Every record should be written out exactly, with the pictures left out.

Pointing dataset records
⟨

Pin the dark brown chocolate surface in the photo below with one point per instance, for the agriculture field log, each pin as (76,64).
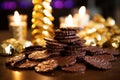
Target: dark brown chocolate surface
(9,74)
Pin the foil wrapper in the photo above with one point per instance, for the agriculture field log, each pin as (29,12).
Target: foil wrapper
(101,32)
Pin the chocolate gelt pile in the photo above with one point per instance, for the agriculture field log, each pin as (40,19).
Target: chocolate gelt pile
(66,52)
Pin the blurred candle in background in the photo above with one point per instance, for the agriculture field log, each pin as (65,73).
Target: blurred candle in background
(18,26)
(81,18)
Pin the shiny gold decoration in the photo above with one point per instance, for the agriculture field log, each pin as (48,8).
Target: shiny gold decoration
(101,32)
(12,46)
(42,18)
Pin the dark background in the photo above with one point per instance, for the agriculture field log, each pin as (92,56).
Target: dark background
(105,7)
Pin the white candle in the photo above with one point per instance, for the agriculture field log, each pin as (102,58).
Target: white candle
(18,26)
(81,18)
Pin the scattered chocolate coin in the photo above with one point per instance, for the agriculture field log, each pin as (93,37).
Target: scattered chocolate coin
(98,62)
(26,64)
(46,66)
(75,68)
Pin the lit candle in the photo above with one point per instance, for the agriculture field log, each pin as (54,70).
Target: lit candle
(18,26)
(81,18)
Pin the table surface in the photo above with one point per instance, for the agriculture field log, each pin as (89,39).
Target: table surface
(90,74)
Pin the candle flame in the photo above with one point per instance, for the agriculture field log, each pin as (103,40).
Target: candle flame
(16,17)
(82,11)
(69,21)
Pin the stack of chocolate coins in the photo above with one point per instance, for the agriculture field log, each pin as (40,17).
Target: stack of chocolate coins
(42,18)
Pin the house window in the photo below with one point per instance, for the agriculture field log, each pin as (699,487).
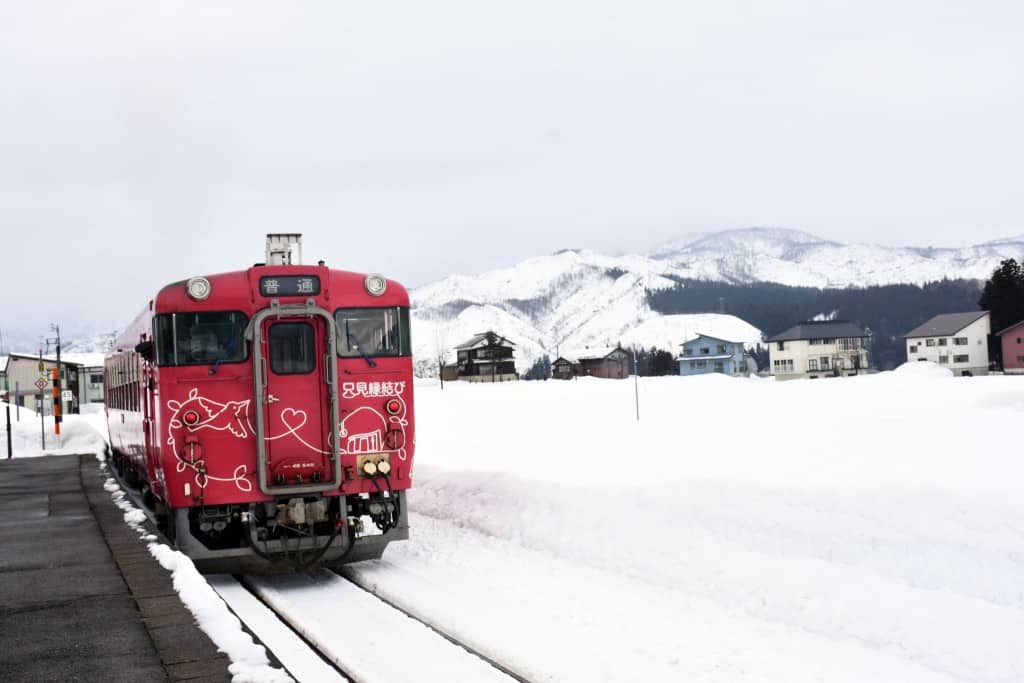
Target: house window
(783,366)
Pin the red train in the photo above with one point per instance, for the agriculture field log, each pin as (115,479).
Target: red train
(264,417)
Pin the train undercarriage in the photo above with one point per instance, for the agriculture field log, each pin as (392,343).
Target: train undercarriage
(288,534)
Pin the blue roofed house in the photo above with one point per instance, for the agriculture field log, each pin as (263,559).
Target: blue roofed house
(711,354)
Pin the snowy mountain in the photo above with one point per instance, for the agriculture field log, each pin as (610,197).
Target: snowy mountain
(578,298)
(796,258)
(572,299)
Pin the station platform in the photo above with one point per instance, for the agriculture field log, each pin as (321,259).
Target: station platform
(81,597)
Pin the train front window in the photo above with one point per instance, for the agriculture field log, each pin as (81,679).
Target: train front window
(373,332)
(200,338)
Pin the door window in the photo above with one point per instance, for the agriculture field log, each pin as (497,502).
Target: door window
(292,348)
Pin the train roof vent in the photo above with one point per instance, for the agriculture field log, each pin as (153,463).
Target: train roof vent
(284,249)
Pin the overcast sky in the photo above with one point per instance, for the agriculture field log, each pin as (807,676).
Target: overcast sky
(141,142)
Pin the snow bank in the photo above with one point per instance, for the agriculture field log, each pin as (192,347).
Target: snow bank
(859,528)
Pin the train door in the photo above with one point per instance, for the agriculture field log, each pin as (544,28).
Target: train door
(296,403)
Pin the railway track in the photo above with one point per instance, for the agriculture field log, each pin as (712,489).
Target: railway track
(325,627)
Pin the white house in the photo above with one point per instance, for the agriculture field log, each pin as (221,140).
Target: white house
(818,348)
(957,341)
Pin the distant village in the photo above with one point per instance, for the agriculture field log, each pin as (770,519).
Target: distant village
(812,349)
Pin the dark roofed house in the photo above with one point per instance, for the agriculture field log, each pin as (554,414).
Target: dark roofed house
(486,357)
(1012,340)
(956,341)
(819,348)
(609,363)
(705,354)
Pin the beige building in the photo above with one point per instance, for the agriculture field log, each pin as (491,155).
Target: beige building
(818,348)
(956,341)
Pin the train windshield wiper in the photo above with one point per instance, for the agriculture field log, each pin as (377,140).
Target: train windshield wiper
(351,344)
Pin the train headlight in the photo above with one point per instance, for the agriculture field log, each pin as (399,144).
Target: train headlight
(376,285)
(199,288)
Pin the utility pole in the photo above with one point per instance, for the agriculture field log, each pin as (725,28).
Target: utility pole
(57,400)
(636,382)
(39,404)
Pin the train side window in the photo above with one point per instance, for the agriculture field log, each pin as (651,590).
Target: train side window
(292,348)
(200,338)
(373,332)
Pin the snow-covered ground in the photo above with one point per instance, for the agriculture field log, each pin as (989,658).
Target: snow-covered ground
(863,528)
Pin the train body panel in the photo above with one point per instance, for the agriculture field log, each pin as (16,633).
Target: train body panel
(265,408)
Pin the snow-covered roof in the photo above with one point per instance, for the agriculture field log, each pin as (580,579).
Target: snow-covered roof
(819,330)
(945,324)
(596,353)
(481,339)
(85,359)
(700,334)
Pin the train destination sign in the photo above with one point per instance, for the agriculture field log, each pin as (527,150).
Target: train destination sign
(289,286)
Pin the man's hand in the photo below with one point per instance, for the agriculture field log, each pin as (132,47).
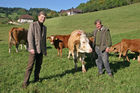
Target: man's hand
(107,49)
(32,51)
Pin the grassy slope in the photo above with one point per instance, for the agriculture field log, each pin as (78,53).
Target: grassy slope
(58,75)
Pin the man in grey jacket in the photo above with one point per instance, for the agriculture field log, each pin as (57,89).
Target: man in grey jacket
(37,47)
(102,43)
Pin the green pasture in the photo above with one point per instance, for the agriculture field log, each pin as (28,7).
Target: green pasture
(58,74)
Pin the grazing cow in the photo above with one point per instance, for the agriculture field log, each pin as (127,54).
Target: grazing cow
(130,44)
(17,36)
(60,42)
(78,45)
(115,48)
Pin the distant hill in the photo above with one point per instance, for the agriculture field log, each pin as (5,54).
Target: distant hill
(97,5)
(119,20)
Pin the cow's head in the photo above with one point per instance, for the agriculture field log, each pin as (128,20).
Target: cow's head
(51,38)
(84,46)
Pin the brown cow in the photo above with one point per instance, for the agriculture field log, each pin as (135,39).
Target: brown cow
(17,36)
(115,48)
(78,45)
(60,42)
(132,45)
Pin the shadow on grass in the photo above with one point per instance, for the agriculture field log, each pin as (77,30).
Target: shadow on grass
(49,47)
(115,66)
(71,71)
(130,56)
(89,63)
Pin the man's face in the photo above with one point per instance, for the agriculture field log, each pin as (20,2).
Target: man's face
(41,18)
(98,25)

⟩

## RESULT
Pin the dark brown chocolate surface in the photo below with one point per instance, for the agriculture field log, each pin as (76,64).
Target: dark brown chocolate surface
(9,74)
Pin the foil wrapper in the photo above with one point per instance, for the agriculture field log, each pin as (29,12).
Target: foil wrapper
(101,32)
Pin the chocolate gelt pile in the photo above with one point per instance, for the agriculture field log, each pin as (40,19).
Target: chocolate gelt pile
(66,52)
Pin the blurred candle in background in the photo above with one point per instance, for the agriculture field log, each pin as (65,73).
Target: blurred candle in background
(18,26)
(81,18)
Pin the shiny gold decoration in the photo above with one point per instance, for the agriculture field log, each pin as (48,8).
Target: shiny gold decoration
(101,32)
(12,46)
(42,18)
Pin the dark background in the photo above with one point per instance, for the agriculture field log, each pin as (92,56).
Target: dark background
(105,7)
Pin the white candle in the photo above with one point per instance, for the agriculture field log, each pin as (102,58).
Target: white candle
(18,26)
(81,18)
Pin the scattered chocolate coin in the photo above with one point per instance, for the agriculture field log, each pin as (93,37).
Target: scattered chocolate coin
(98,62)
(26,64)
(46,66)
(75,68)
Pin the lit candle in the photo above with one point per instance, for the agriculture field log, each pin as (54,70).
Target: lit candle
(18,26)
(81,18)
Pin the table surface in the photo above with one point per instance, for the agriculture field log, each pin as (89,39).
Target: table surface
(90,74)
Pin the candle flame in the photo above with one point per instance, for the agriculture field log, each pin as (103,40).
Target: candle flame
(16,17)
(82,11)
(69,21)
Pin the stack of chocolate coins in the photo above with one point per instance, for the agriculture field log, each pin as (40,17).
Target: stack of chocolate coins
(42,18)
Pin the house window in the photo below with one point per instance, for the agriculture field log, each pin as (699,487).
Target: house window
(783,366)
Pin the red train in the photo above with one point per instance, for the agriculture field log, each pin as (115,479).
Target: red train
(264,417)
Pin the train undercarriage in the photo above with one point per instance, for the agriculture field log, each pin as (392,343).
Target: train undercarriage
(288,534)
Pin the blue roofed house in the photo above with one point per instance, for the agriculture field log, each pin as (263,559).
Target: blue roofed house
(711,354)
Pin the snowy mountain in the photo above with one point per instance, for the agriculture field log, each pin as (610,197).
Target: snowy mountain
(578,298)
(796,258)
(572,299)
Pin the station platform in the photo above with one point per instance, for the agriculture field log, each pin as (321,259).
Target: station platform
(81,597)
Pin the train front window in the photo above with one point per instance, for the agriculture field log, each pin as (81,679).
Target: train front window
(373,332)
(200,338)
Pin the door window in the photo above with one point per instance, for the agriculture field log, each pin as (497,502).
Target: door window
(292,348)
Pin the train roof vent in the photo above with one point per instance, for the agriculture field log, each pin as (153,463).
Target: train roof vent
(284,249)
Pin the overcast sky in the photo above with one point per instance, for the agriculture field log, each pin as (807,676).
Target: overcast sky
(141,142)
Pin the snow bank in the photo above with one point per instance, for the agriculture field log, each pin as (192,347).
Target: snow bank
(859,528)
Pin the train door in the photo above with one point per instance, for the agriculture field log, each pin as (544,28).
Target: train door
(296,403)
Pin the railway track in the photo above with one point per instance, for the agriculture field log, each pin as (712,489).
Target: railway track
(325,627)
Pin the white house in the photo above with one point per instance, for the agriculture field log, each pin as (221,140).
Target: white house
(818,348)
(957,341)
Pin the distant village in the photo above with one point per instance, for the agriculture field log, each pin as (770,519).
Target: distant village
(812,349)
Pin the dark roofed house in the photo above with one point per instance, for the agriculture field log, each pin as (554,414).
Target: dark roofed house
(486,357)
(1012,340)
(956,341)
(819,348)
(609,363)
(705,354)
Pin the beige building in the photo above with one point per instance, for the agriculture field log, each pin as (491,155).
Target: beige building
(818,348)
(956,341)
Pin the train windshield wiper in the photo above with one point per instance, for the agriculture field log, each pin as (377,140).
Target: train windshield wiper
(351,344)
Pin the train headlight in the photo above with one point per instance, for the agriculture field log, each pin as (399,144).
Target: train headlight
(376,285)
(199,288)
Pin the utility pole in the photo above with one point per instance, for the agriculture field log, each pin as (725,28).
Target: utility pole
(57,400)
(636,382)
(39,404)
Pin the train side window in the photo above with one point per instance, for the agriculture field log, each pin as (651,590).
Target: train side window
(292,348)
(200,338)
(373,332)
Pin the snow-covered ground in the photo above with one point per instance, for the agriculture field log, each pin as (989,658).
Target: snow-covered ground
(863,528)
Pin the train body panel in the photo above with one point per instance, for the agriculture field log, each pin as (16,633).
Target: train body panel
(265,408)
Pin the snow-covered roof in the photo above with one point per instance, for the agriculture field log, each pin as (580,579).
Target: snow-covered roof
(819,330)
(945,324)
(596,353)
(481,339)
(85,359)
(700,334)
Pin the train destination sign in the photo above with one point per instance, for the agriculture field log, each pin as (527,150).
Target: train destination sign
(289,286)
Pin the man's hand in the photo below with one point per instance, for the agriculture field log, each pin as (132,47).
Target: man's hand
(107,49)
(32,51)
Pin the grassy slope in the photo above with one point per instance, for the agriculture field log, each pin as (78,53).
Target: grassy slope
(58,75)
Pin the man in grey jacket in the photo above with one point per instance, for the agriculture field log, each pin as (57,89).
Target: man in grey jacket
(37,47)
(102,43)
Pin the green pasture in the photo above with one point per instance, for the agriculture field log, each pin as (28,7).
Target: green pasture
(58,74)
Pin the grazing cow in the photo above with one point per instance, for the agriculture field log, each pin as (127,54).
Target: grazing cow
(130,44)
(17,36)
(60,42)
(78,45)
(115,48)
Pin the distant hill in the photo above with one point per instance, for the agriculture field log, each pin as (5,54).
Target: distant hill
(97,5)
(119,20)
Pin the cow's head in the photo above with one point per instance, for the agriculture field log, each pin as (128,20).
Target: cow's head
(51,38)
(84,46)
Pin the brown cow in the photo above with one point per instance, for the agriculture field log, each pin as (135,39).
Target: brown cow
(17,36)
(115,48)
(78,45)
(60,42)
(132,45)
Pin the shadow on grass in the photo above with one point per instance, for the agriculture field log, each pin as (77,30).
Target: shadow on grass
(49,47)
(115,66)
(71,71)
(130,56)
(89,63)
Pin the man's face in the photo above with one point per instance, for the agriculture field log, each pin as (20,2).
Target: man's face
(41,18)
(98,25)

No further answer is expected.